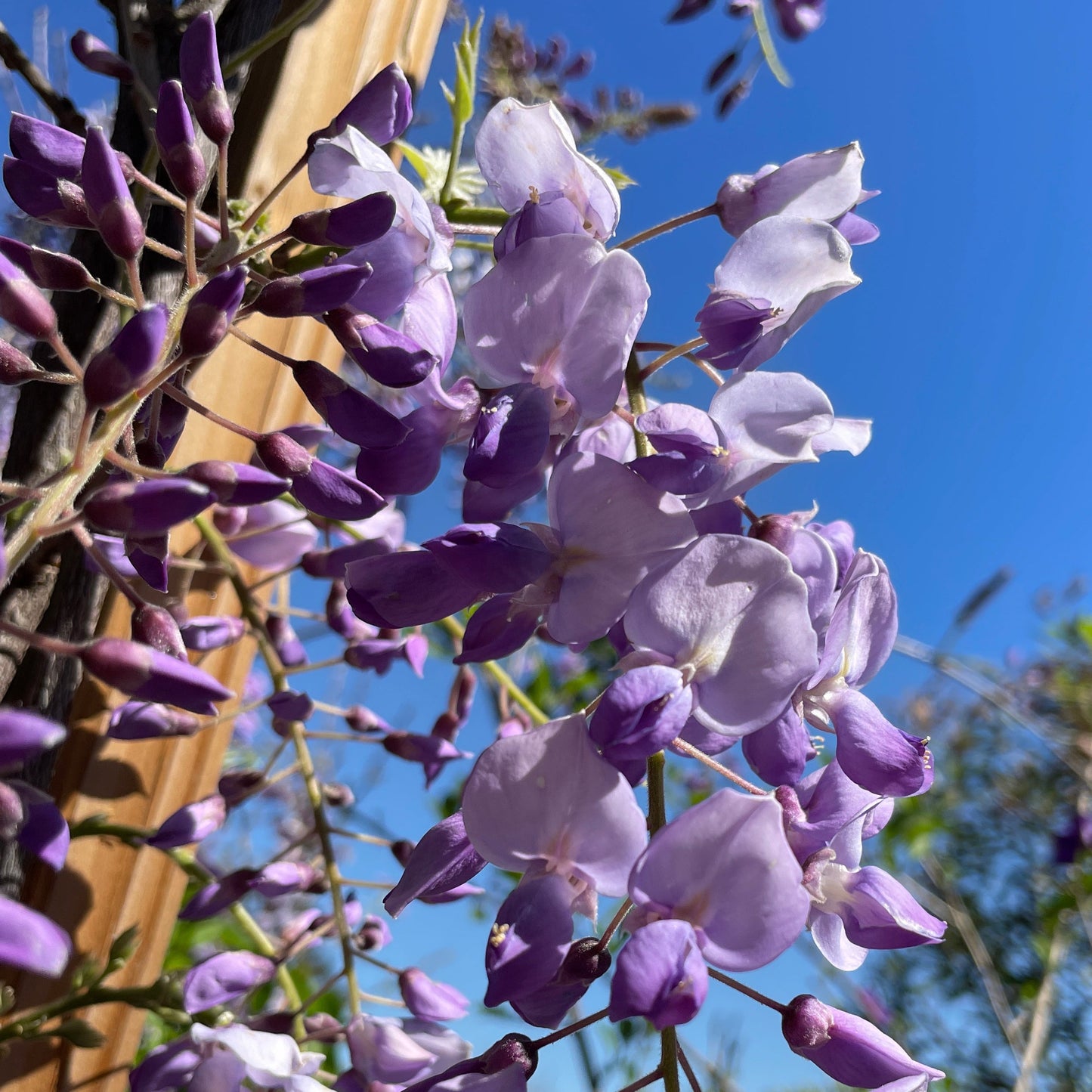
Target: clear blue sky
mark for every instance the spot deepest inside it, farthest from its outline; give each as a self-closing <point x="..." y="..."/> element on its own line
<point x="967" y="342"/>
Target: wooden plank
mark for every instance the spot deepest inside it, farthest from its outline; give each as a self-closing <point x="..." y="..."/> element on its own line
<point x="107" y="887"/>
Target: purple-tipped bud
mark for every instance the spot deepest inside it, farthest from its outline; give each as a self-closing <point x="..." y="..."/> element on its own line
<point x="156" y="626"/>
<point x="546" y="214"/>
<point x="147" y="508"/>
<point x="206" y="633"/>
<point x="142" y="672"/>
<point x="431" y="1001"/>
<point x="286" y="641"/>
<point x="174" y="137"/>
<point x="348" y="412"/>
<point x="340" y="616"/>
<point x="442" y="861"/>
<point x="47" y="270"/>
<point x="144" y="719"/>
<point x="236" y="785"/>
<point x="29" y="940"/>
<point x="350" y="225"/>
<point x="318" y="486"/>
<point x="119" y="368"/>
<point x="312" y="292"/>
<point x="385" y="354"/>
<point x="45" y="196"/>
<point x="24" y="735"/>
<point x="640" y="713"/>
<point x="291" y="706"/>
<point x="211" y="312"/>
<point x="191" y="824"/>
<point x="108" y="199"/>
<point x="224" y="977"/>
<point x="373" y="934"/>
<point x="23" y="305"/>
<point x="237" y="484"/>
<point x="846" y="1047"/>
<point x="96" y="54"/>
<point x="199" y="68"/>
<point x="15" y="367"/>
<point x="382" y="110"/>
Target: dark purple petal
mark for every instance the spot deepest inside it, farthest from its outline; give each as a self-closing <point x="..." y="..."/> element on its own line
<point x="348" y="412"/>
<point x="405" y="589"/>
<point x="441" y="861"/>
<point x="530" y="938"/>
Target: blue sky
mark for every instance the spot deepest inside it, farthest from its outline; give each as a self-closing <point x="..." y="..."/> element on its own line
<point x="967" y="342"/>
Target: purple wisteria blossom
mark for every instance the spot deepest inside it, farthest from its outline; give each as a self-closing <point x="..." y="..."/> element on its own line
<point x="522" y="147"/>
<point x="725" y="868"/>
<point x="562" y="312"/>
<point x="777" y="275"/>
<point x="732" y="616"/>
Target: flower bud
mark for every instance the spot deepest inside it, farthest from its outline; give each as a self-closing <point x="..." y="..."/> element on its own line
<point x="846" y="1047"/>
<point x="312" y="292"/>
<point x="23" y="735"/>
<point x="47" y="270"/>
<point x="45" y="196"/>
<point x="190" y="824"/>
<point x="142" y="672"/>
<point x="211" y="312"/>
<point x="96" y="54"/>
<point x="350" y="225"/>
<point x="15" y="367"/>
<point x="199" y="68"/>
<point x="147" y="508"/>
<point x="285" y="640"/>
<point x="142" y="719"/>
<point x="110" y="201"/>
<point x="118" y="370"/>
<point x="389" y="356"/>
<point x="23" y="305"/>
<point x="156" y="627"/>
<point x="224" y="977"/>
<point x="382" y="110"/>
<point x="348" y="412"/>
<point x="237" y="484"/>
<point x="174" y="137"/>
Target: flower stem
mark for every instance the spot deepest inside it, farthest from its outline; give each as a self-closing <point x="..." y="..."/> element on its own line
<point x="667" y="225"/>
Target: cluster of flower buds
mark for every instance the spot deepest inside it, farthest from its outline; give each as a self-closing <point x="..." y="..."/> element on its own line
<point x="755" y="636"/>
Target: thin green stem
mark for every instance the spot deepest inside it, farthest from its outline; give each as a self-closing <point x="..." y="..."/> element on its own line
<point x="322" y="826"/>
<point x="766" y="44"/>
<point x="500" y="675"/>
<point x="663" y="228"/>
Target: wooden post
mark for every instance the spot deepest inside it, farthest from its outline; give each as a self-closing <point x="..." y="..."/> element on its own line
<point x="107" y="887"/>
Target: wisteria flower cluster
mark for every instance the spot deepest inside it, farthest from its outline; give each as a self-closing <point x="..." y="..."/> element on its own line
<point x="589" y="515"/>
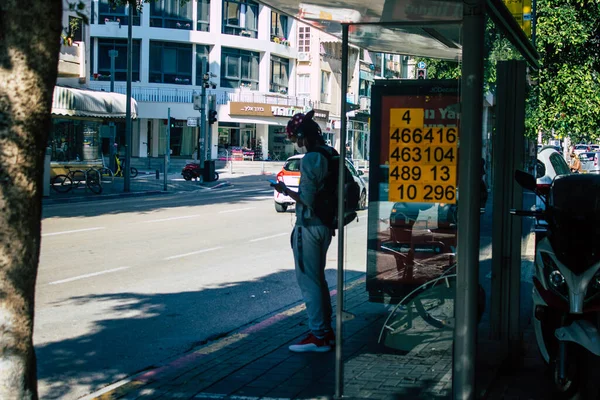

◆ What you need to do: Beginning with the line "Target: flower stem" and continuing through the end of the listing, copy out every line and multiply each numeric x and y coordinate by 2.45, rounding to whole numbers with halves rounded up. Leave out the pictures.

◆ Solved problem:
Target: flower stem
mark for every instance the spot deepest inside it, farthest from its outline; give each as a self-closing <point x="..." y="..."/> element on its own line
<point x="1634" y="551"/>
Target: cluster of flower buds
mark for every instance the spot deepest inside it, farthest from its outline; give each as a self-closing <point x="..." y="..."/> element on its own line
<point x="1850" y="1558"/>
Target: thin green stem
mark for every instance the spot deepest inside it, farthest from its outline; give each as a self-closing <point x="..." y="..."/> element on its own line
<point x="789" y="2024"/>
<point x="1877" y="108"/>
<point x="1225" y="1654"/>
<point x="1624" y="559"/>
Target: wooden post
mark for every instance the spot deepest inside it, farthest from its outline; give each as a self-closing <point x="..." y="..."/> element on its own line
<point x="262" y="2173"/>
Target: wisteria flower cluster
mark for every instance the spot deepest inside it, farthest from its outline; give each as a self-closing <point x="..." y="..."/> element on its own line
<point x="1443" y="1262"/>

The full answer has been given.